Smarmy songs that make you want to kick the singers (even though you wouldn't)

You want SMARM?

I gotch yer’ smarm right here, pally!

How about knee-jerk teen death songs including **Last Kiss ** originally by J. Frank Wilson and later redone by (what were they thinking???) Pearl Jam.

and including Teen Angel by Mark Dinning.

But the all-time paint-by-numbers-cynical-tug-on-your-heartstrings-complete-with-the-agony-of-star-crossed-lovers-from-different-social-classes, I give you the excreble

PATCHES by Dickey Lee,
in which our protagonist, no doubt a WASP of middle-class origin loves a girl from the Wrong Side of Town. He says they can’t meet anymore and - naturally - she kills herself.
“They said a girl name of Patches was found
Floating face down in that dirty old river
That flows through the coalyard in old Shantytown.”

Sooooooo, our hero in true teenage fashion, decides to off himself as well (that’ll show 'em!)

“It may not be right
But I’ll join you tonight.
Patches, I’m coming to you.”
Of course if you just can’t get enough of this kind of stuff, you can head for The official Dickey Lee Site. Don’t say you weren’t warned.

Oh, and trivia fans will remember that he tried to follow up with a thing called “Laurie” about a girl who turned out to be a … ghost!

Ok, Dear Mr. Jesus is definitely smarmy. However, the song that I cannot bear to hear is “You Can Dream of Me” in which the singer is talking to a girl…

“If you want someone to fill your waking hours,
with a love that is real, baby I’m still not free.
But if you think you could fall for a telephone call
and some flowers…
If you’re dreaming of someone, you can dream of me.”

So basicly, this schmoe is telling a chick he’ll throw her a bone every now and then, but no steak dinner.

yuck.

This song really disturbs me. Especially that “I got to be good so I can see my baby when I leave this world” line. Like dying isn’t bad, if you can see your baby? That just seems creepily close to killing your child so he can with with Jesus.

_GIVEN MATERIAL_

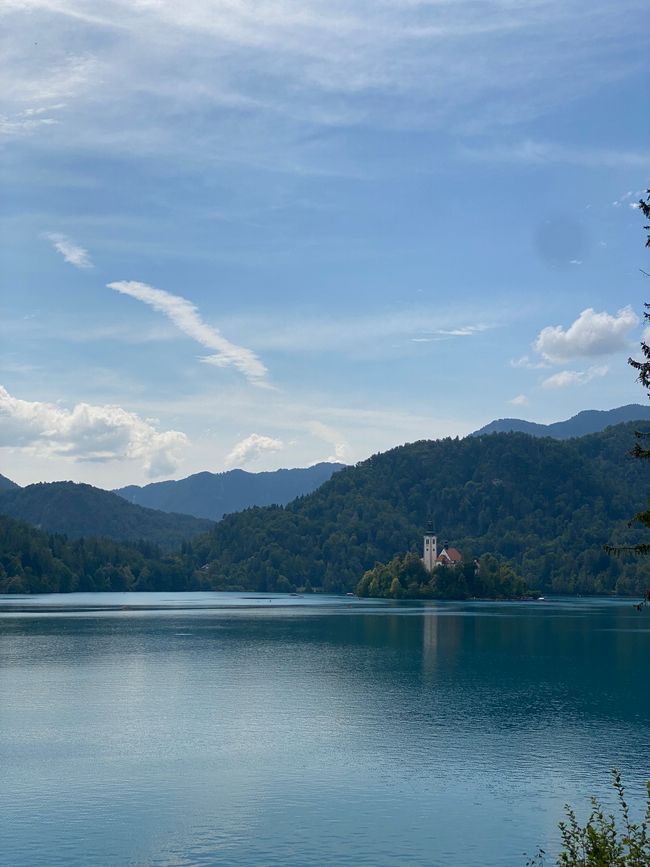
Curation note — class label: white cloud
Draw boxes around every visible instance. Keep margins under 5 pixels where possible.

_THE TASKS_
1: In the post on smarmy songs, what was the title of the song Dickey Lee tried as a follow-up?
2: In the post on smarmy songs, replace "schmoe" with "guy" and write out the stretch from "Ok, Dear Mr." through "with with Jesus." with that change.
3: Keep writing the post on smarmy songs from the point where it stops.

_ANSWERS PROVIDED_
1: "Laurie"

2:
Ok, Dear Mr. Jesus is definitely smarmy. However, the song that I cannot bear to hear is “You Can Dream of Me” in which the singer is talking to a girl…

“If you want someone to fill your waking hours,
with a love that is real, baby I’m still not free.
But if you think you could fall for a telephone call
and some flowers…
If you’re dreaming of someone, you can dream of me.”

So basicly, this guy is telling a chick he’ll throw her a bone every now and then, but no steak dinner.

yuck.

This song really disturbs me. Especially that “I got to be good so I can see my baby when I leave this world” line. Like dying isn’t bad, if you can see your baby? That just seems creepily close to killing your child so he can with with Jesus.

3:
Brandy (Brandy, you’re a fine girl/What a good wife you would be/But my wife, my lover, my lady/Is the sea) was unutterable crap the first time it was played and it is STILL unutterable crap THIRTY YEARS LATER!!!

All I Wanna Do is Make Love to You…

get pregnant, go back to my husband and raise your child without telling you…

by Heart. Ever heard of adoption, or artificial insemination? Of course not. A crappy song full of creepy people. Ughhhhh!

  <*sigh*>
           Well, *thank yew* very much for bringing that song up.
           Just when I had gotten all traces of that **AWFUL** song out of my head. I hated that song from the moment I first heard it.
           Come to think of it, the video to that song was just as bad if not worse; or maybe it was just having to watch them act out the meaning of the song, apparently done for the two people on earth too stupid to figure it out themselves!:rolleyes:

50+ posts into this topic and no one’s mentioned Dan Hill’s
godawful pair of hits, “Sometimes When We Touch” and
“Can’t We Try.” The last one gets bonus points for
featuring Ally McBeal’s Vonda Sheppard, who ranks just
below Celine Dion in the useless singers department.

“It was the third of June, another dark and dusty…”

“To all the girls I’ve loved before…”

“Who let the dogs out…”

“The sun’ll come out, tomorrow…”

“Grandma got run over by a reindeer…”

“…and Honey, I loved you, and I always will…”
Prior listening to the full version of any of the above could be used as a defense in a manslaughter trial.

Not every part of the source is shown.